Can the data below be echoed back word for word?
* Start *
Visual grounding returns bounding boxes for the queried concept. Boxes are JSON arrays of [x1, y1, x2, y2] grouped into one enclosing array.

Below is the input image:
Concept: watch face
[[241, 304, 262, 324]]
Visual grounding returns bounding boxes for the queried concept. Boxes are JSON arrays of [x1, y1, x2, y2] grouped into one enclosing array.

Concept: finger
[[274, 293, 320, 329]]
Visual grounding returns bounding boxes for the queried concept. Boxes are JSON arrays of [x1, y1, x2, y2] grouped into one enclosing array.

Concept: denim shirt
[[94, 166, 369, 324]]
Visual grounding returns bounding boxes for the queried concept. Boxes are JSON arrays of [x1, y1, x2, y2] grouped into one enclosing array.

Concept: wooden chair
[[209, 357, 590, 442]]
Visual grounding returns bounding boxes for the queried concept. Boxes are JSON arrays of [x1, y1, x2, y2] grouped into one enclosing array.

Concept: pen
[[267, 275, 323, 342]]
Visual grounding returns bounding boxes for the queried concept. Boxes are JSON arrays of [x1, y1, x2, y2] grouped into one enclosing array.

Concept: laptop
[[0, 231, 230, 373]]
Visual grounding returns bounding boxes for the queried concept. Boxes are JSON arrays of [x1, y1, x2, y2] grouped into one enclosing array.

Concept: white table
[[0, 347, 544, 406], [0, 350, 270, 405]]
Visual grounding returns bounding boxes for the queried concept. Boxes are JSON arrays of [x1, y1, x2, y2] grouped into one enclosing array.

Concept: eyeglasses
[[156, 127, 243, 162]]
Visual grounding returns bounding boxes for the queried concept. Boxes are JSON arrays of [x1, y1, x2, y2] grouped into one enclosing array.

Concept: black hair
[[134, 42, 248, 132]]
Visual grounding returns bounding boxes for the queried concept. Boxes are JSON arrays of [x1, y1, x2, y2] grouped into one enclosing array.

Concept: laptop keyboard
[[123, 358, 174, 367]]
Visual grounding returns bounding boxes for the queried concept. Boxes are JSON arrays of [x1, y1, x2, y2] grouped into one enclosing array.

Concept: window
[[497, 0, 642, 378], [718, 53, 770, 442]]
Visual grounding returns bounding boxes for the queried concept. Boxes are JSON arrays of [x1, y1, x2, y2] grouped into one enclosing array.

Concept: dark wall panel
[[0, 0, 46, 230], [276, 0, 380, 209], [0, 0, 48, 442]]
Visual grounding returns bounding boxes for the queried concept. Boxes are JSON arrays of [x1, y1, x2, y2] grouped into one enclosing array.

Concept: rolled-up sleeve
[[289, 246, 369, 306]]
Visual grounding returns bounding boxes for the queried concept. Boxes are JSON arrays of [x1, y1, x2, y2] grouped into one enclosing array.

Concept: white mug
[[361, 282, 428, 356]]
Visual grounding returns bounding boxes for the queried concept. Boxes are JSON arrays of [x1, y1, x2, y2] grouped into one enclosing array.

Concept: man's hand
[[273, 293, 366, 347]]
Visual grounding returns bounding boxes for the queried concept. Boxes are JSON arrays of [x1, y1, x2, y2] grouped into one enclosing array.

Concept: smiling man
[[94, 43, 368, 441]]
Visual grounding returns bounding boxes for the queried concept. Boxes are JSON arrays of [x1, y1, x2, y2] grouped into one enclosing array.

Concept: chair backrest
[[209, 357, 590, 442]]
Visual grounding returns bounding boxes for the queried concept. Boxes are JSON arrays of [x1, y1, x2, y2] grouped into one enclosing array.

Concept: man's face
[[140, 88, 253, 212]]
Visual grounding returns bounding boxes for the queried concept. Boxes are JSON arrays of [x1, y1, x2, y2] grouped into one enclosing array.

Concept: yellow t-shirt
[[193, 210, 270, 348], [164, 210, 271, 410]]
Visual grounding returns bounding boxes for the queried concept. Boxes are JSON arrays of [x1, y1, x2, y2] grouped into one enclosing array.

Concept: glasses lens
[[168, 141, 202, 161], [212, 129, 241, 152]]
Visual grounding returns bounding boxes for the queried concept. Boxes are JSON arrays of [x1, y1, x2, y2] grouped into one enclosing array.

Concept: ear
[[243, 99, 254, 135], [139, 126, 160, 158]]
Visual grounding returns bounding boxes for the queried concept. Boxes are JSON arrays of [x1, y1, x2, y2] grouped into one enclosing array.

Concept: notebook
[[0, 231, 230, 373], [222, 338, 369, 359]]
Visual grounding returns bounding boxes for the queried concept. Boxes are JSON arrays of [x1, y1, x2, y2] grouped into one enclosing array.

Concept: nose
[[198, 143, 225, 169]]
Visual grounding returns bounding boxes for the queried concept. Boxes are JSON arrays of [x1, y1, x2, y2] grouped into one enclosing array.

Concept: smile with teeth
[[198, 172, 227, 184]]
* End *
Response for this exercise =>
Visual grounding returns bounding boxes for the queried concept. Boxes are JSON arrays of [x1, y1, x2, y2] grouped into one enclosing array.

Below is the input image:
Concept: watch face
[[241, 304, 262, 324]]
Visual grounding returns bounding boxes for the queried concept. Boxes are JSON arrays of [x1, y1, x2, y2] grouped into one enclosing array.

Concept: finger
[[274, 293, 320, 329]]
Visual grounding returns bounding boxes for the queried concept. Boxes are JSON arrays of [x1, y1, x2, y2] grouped into one enclosing array.

Concept: denim shirt
[[94, 166, 369, 324]]
Visual grounding returns bounding boxes for the queried concept. Boxes are JSON arrays of [x1, y1, x2, y2] grouped into one enclosing array.

Concept: wooden chair
[[209, 357, 590, 442]]
Visual grounding returns bounding boxes for the queried concept. Boxes are JSON arrays of [x1, y1, x2, y2] grouped into one enclosing array.

Concept: pen
[[267, 275, 323, 342]]
Visual grounding returns bounding boxes for the queried concept. Boxes are JSON arrays of [x1, y1, x2, y2] grouped into one enclosing array.

Concept: laptop
[[0, 231, 230, 373]]
Visual grounding returns bounding boxes for the queried concept. Boxes are JSON arrays of [x1, y1, x2, y2] grouped into one enclosing array.

Concept: white table
[[0, 347, 544, 406], [0, 350, 270, 405]]
Visual grounding returns bounding boxes for the queried concept. Boxes are JSON arrays of [x1, y1, x2, y2] grouped into one enclosing array.

Concept: eyeglasses
[[156, 127, 243, 162]]
Visual grounding returns bounding boxes for the queried concept. Boxes are JSON arrays of [x1, y1, x2, y2] grouped into one enclosing array.

Concept: black hair
[[134, 42, 248, 132]]
Visual grounding returns bounding boxes for the queried concept. Boxes are JSON arrays of [x1, y1, x2, y2] grouped into one enclosing array.

Concept: laptop keyboard
[[123, 358, 174, 367]]
Visual grounding returns bounding boxes for the queried concept. Boxes are JSON arrays of [x1, y1, x2, y2] grouped into one enclosing array.

Concept: window
[[497, 0, 642, 378], [718, 53, 770, 442]]
Visual grounding returns bounding boxes for the queried concept. Boxes are JSON arrays of [x1, y1, x2, y2] grouped into one enclosing array.

Concept: dark wall panel
[[0, 0, 46, 230], [276, 0, 380, 209], [0, 0, 48, 442]]
Visual grounding returns bounding boxes for the queried concept. Boxes are JSON arrays of [x1, y1, x2, y2] grouped into one enclosing array.

Concept: rolled-up sleeve
[[289, 246, 369, 306]]
Visual grounding returns bounding boxes for the queried concept. Boxes are JSON arrays of [x1, y1, x2, y2] grouped into one enclosing array.

Concept: white mug
[[361, 282, 428, 356]]
Visual grounding returns bounding boxes for the queried concept. Boxes are JSON arrays of [x1, y1, x2, y2] grouped into one enclosing array.

Concept: man's hand
[[273, 293, 366, 347]]
Visual grounding returns bounding boxes for the queried concept. Boxes are JSON arrays of [x1, y1, x2, y2] grouped into one enclosing array.

Concept: smiling man
[[94, 43, 368, 441]]
Visual grounding returns bounding boxes for the queried concept. Boxes are JSON arrays of [x1, y1, x2, y2] grouped into one enclosing array.

Concept: chair backrest
[[209, 357, 590, 442]]
Visual grounding returns bounding boxes for the queried concept. Boxes are JSON arrays of [x1, y1, x2, y2] grouped into one enclosing array.

Concept: man's face
[[140, 88, 253, 212]]
Visual grounding returns bounding boxes for the queried concept. Boxes are JSON arrays of [x1, y1, x2, y2] grouped into one enclosing array.

Concept: yellow t-shirt
[[193, 210, 270, 348], [164, 210, 271, 410]]
Visual grounding returns bounding boxes for the queried concept. Boxes are JSON arrays of [x1, y1, x2, y2] grouped into one enclosing array.

Concept: glasses lens
[[168, 141, 202, 161], [212, 129, 241, 152]]
Visual grounding returns bounding boxes for the queried concept. Boxes are JSON arrays of [x1, y1, x2, y2] grouped into one enclosing array.

Concept: ear
[[243, 99, 254, 135], [139, 126, 160, 158]]
Visual grounding returns bounding boxes for the queried concept. Boxes are JSON arrays of [x1, y1, x2, y2] grouped into one enclosing array.

Concept: notebook
[[0, 231, 230, 373], [222, 338, 369, 359]]
Visual grounding returns bounding boxes for the queried concept. Boxes are JSON arrays of [x1, y1, x2, y2] grouped into one enclosing array.

Concept: nose
[[198, 143, 225, 169]]
Visual grounding returns bounding boxes for the queried concept. Boxes are JSON arrays of [x1, y1, x2, y2] grouped into one enclosing array.

Concept: smile with teeth
[[198, 172, 227, 184]]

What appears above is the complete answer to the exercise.